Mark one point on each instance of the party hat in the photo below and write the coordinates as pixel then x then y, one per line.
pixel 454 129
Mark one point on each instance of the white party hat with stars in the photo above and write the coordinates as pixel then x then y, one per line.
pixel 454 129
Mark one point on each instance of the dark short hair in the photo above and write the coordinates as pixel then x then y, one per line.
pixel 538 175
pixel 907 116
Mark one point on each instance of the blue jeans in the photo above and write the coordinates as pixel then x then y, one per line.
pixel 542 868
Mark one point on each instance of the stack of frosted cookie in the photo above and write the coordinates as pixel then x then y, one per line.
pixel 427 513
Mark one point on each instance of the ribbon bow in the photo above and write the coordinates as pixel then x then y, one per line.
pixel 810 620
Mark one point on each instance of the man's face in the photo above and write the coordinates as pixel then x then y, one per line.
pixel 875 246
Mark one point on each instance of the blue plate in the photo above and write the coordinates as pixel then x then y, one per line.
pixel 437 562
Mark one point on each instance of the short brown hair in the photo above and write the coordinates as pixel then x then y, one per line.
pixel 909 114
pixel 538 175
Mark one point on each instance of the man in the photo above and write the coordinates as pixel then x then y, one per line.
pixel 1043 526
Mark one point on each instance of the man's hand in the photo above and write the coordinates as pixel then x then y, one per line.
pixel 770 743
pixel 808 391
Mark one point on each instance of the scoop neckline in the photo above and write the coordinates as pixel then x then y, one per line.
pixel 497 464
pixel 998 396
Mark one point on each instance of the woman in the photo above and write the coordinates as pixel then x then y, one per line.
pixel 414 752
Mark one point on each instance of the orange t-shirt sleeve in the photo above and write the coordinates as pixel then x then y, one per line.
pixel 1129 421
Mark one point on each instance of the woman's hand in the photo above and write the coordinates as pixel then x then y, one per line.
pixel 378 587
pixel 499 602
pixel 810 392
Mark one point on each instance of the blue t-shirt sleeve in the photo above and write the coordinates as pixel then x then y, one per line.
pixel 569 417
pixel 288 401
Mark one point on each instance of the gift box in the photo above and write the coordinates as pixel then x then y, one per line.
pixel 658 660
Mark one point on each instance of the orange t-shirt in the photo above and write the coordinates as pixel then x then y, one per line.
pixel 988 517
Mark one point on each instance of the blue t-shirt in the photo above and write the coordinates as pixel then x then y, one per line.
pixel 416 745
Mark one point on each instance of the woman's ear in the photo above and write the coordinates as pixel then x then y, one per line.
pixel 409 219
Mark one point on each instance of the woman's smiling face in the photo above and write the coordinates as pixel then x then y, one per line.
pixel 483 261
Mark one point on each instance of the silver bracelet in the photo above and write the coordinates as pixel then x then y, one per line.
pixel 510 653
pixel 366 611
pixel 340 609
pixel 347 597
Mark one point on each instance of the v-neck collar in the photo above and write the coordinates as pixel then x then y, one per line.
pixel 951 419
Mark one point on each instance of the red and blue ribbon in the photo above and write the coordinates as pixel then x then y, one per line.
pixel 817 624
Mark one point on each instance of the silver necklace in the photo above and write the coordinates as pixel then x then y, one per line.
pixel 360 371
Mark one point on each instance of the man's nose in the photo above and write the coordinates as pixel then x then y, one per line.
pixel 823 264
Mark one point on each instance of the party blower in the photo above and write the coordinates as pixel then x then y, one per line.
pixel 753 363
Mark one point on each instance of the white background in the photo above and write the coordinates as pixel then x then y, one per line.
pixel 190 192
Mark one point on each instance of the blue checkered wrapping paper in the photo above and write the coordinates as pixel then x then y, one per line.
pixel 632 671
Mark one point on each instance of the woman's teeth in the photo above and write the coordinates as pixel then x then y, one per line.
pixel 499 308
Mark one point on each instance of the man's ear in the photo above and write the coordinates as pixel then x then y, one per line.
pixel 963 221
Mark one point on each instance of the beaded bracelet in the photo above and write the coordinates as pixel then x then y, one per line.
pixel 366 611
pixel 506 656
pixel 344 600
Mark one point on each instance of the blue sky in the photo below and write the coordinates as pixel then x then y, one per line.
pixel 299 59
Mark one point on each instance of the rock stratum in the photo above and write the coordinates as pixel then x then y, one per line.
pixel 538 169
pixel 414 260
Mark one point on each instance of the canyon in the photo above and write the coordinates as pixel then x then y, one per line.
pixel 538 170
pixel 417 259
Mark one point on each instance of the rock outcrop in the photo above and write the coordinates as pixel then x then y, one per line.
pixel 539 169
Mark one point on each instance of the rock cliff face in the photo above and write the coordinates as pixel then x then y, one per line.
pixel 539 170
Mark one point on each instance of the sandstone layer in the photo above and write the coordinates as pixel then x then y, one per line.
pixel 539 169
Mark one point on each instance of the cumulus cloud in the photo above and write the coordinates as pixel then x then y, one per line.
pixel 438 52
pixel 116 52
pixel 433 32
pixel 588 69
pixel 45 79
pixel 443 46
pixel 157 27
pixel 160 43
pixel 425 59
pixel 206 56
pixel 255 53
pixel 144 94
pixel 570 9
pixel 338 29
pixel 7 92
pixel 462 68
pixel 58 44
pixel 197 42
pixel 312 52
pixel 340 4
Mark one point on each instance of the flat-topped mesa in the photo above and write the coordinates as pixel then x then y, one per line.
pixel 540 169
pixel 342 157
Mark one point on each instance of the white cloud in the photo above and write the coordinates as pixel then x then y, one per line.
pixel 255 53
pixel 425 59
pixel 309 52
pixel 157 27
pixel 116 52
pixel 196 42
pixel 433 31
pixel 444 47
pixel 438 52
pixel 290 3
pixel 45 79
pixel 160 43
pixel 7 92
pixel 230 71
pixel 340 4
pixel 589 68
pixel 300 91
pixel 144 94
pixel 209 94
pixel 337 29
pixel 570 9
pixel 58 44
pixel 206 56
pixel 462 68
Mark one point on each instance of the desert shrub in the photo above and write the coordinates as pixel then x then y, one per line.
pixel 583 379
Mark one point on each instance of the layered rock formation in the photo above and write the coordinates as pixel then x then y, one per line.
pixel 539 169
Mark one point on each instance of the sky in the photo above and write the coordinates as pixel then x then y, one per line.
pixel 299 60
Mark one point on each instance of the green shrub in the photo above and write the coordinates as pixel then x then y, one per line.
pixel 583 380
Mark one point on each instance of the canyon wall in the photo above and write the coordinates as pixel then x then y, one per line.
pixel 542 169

Requirement: Print every one of the records above again word for word, in the same order and with nothing changed.

Task solution:
Mark one point on each instance of the party hat in the photo below and write the coordinates as pixel then x then y, one per line.
pixel 454 129
Mark one point on each instance of the white party hat with stars in the photo above and write the coordinates as pixel then x then y, one per line.
pixel 454 129
Mark one point on each instance of the dark short hair in the photo above and write the coordinates as pixel then x then y, one per line.
pixel 538 175
pixel 907 116
Mark one point on each instance of the blue jeans in the photo above and write the coordinates as pixel then x then y, one per line.
pixel 542 868
Mark one point on each instance of the stack of frosted cookie in the photo above and write the coordinates as pixel then x then y, one per line.
pixel 427 513
Mark one point on each instance of the ribbon bow in the photo above and write the coordinates as pixel then x then y, one per line.
pixel 810 620
Mark one point on each instance of the man's face in the photo above and write the coordinates as pixel then x then y, one per line.
pixel 875 246
Mark one point on each instance of the blue plate in the photo above and write the coordinates as pixel then x then y, one per line.
pixel 437 562
Mark one point on each instance of the short brown hair in the photo above and write the coordinates as pixel then x then y, one per line.
pixel 909 114
pixel 538 175
Mark one point on each instance of the man in the photo above and write the coordinates as pixel then x then y, one per line.
pixel 1043 526
Mark one point on each instance of the man's hand in the photo above and write the coordinates as pixel then x then y, one per line.
pixel 770 743
pixel 808 391
Mark one point on each instance of the scoop neckline in the photo above and write the coordinates as pixel then x then y, one per line.
pixel 497 464
pixel 998 396
Mark one point on each instance of the woman in the photo above and write the coordinates as pixel then x then y, one per line.
pixel 414 752
Mark one point on each instance of the orange t-shirt sleeve in the photo above and write the coordinates as pixel then x then y, one per line.
pixel 1129 421
Mark one point on each instance of the woman's hand in the photo above and write the coordinates as pixel then x then y, one per line.
pixel 378 587
pixel 499 602
pixel 810 392
Mark one point on each instance of the blue t-shirt sleeve in the photo above and write the coordinates as pixel then x then y, one per line.
pixel 569 417
pixel 288 401
Mark one point on each instance of the gift box in the photo above and write the coordinates as pixel then x then y, one per line.
pixel 658 660
Mark one point on each instance of the orange t-shirt in the photo above and write the coordinates as pixel then x then y, one per line.
pixel 988 517
Mark one point on each instance of the blue t-shirt in the photo above and write the coordinates as pixel then x then y, one per line.
pixel 416 745
Mark one point on each instance of the woman's ear in the photo above and write the coordinates as pixel then x then y, one per line.
pixel 409 219
Mark one point on each instance of the woman's smiling face in the photo above and write the coordinates as pixel then x then y, one per line.
pixel 483 261
Mark one point on each instance of the silver bracelet in the photo above and write the coordinates as pixel then x then y, one per line.
pixel 510 653
pixel 366 611
pixel 340 609
pixel 347 597
Mark one point on each instance of the v-neck collar in the photo above and write the coordinates as pixel then x then y, one per line.
pixel 951 419
Mark one point on each instance of the red and blue ribbon in the photo above and write the coordinates as pixel then x then y, one per line.
pixel 817 624
Mark one point on each instance of the silver necklace in the photo above and write the coordinates as pixel then x then y, one per line.
pixel 360 371
Mark one point on each instance of the man's nose in the photo above and write the coordinates as pixel then x then y, one per line.
pixel 823 264
Mark one point on each instance of the party blower in the photo above and write the coordinates as pixel then x then y, one per line.
pixel 753 363
Mark one point on each instance of the white background in the photo above and write the coordinates as pixel then x then y, one per line.
pixel 190 192
Mark one point on each instance of the blue checkered wrapping paper in the photo above and write the coordinates as pixel then x then y, one per line.
pixel 632 671
Mark one point on each instance of the woman's teeth in the photo above and write the coordinates as pixel then x then y, one per line.
pixel 499 308
Mark one point on each instance of the man's ear in the photo above and write the coordinates as pixel then x then y, one per line.
pixel 963 221
Mark one point on each instance of the beaded bracelet in the photo above and write the coordinates as pixel then x then y, one per line.
pixel 366 611
pixel 506 656
pixel 344 600
Mark one point on each instance of the blue sky in the photo below and write the coordinates as pixel then x then y, one per line.
pixel 299 59
Mark one point on each instance of the rock stratum in the photo above and write the coordinates as pixel then x then y, one per line.
pixel 538 169
pixel 414 260
Mark one point on each instance of the canyon in the photo above and write the coordinates as pixel then x then y, one per line.
pixel 538 170
pixel 417 259
Mark one point on each instance of the rock outcrop in the photo above and write the coordinates as pixel then x then y, one per line.
pixel 539 169
Mark one point on each instance of the rock cliff face in the photo above and write the coordinates as pixel then x then y, one per line.
pixel 539 170
Mark one point on each instance of the sandstone layer in the photo above and write the coordinates as pixel then x then y, one per line.
pixel 539 169
Mark one point on each instance of the cumulus cloud in the photo above and write the coordinates as pixel then x then y, one per line.
pixel 438 52
pixel 116 52
pixel 433 32
pixel 588 69
pixel 45 79
pixel 443 46
pixel 157 27
pixel 160 43
pixel 425 59
pixel 206 56
pixel 255 53
pixel 144 94
pixel 570 9
pixel 338 29
pixel 7 92
pixel 462 68
pixel 58 44
pixel 197 42
pixel 312 52
pixel 340 4
Mark one point on each instance of the flat-topped mesa in the photo above and write the coordinates as pixel then x then y, one per line.
pixel 540 169
pixel 342 157
Mark one point on each instance of the white cloud in the photo above and write the coordinates as pixel then x then y, one per line.
pixel 255 53
pixel 425 59
pixel 309 52
pixel 157 27
pixel 116 52
pixel 196 42
pixel 433 31
pixel 444 47
pixel 438 52
pixel 290 3
pixel 45 79
pixel 160 43
pixel 7 92
pixel 230 71
pixel 340 4
pixel 589 68
pixel 300 91
pixel 144 94
pixel 209 94
pixel 337 29
pixel 570 9
pixel 58 44
pixel 206 56
pixel 462 68
Mark one point on each instance of the desert shrub in the photo above and write the coordinates as pixel then x then y, one per line.
pixel 583 379
Mark one point on each instance of the layered rock formation in the photo above and write the coordinates as pixel then x then y, one per line.
pixel 539 169
Mark one point on each instance of the sky in the photo above and write the coordinates as pixel then x then y, one per line.
pixel 299 60
Mark one point on each instance of the green shrub in the photo above and write the coordinates as pixel then x then y, one per line.
pixel 583 380
Mark one point on each instance of the canyon wall in the photo above and write the coordinates as pixel then x then y, one per line.
pixel 542 169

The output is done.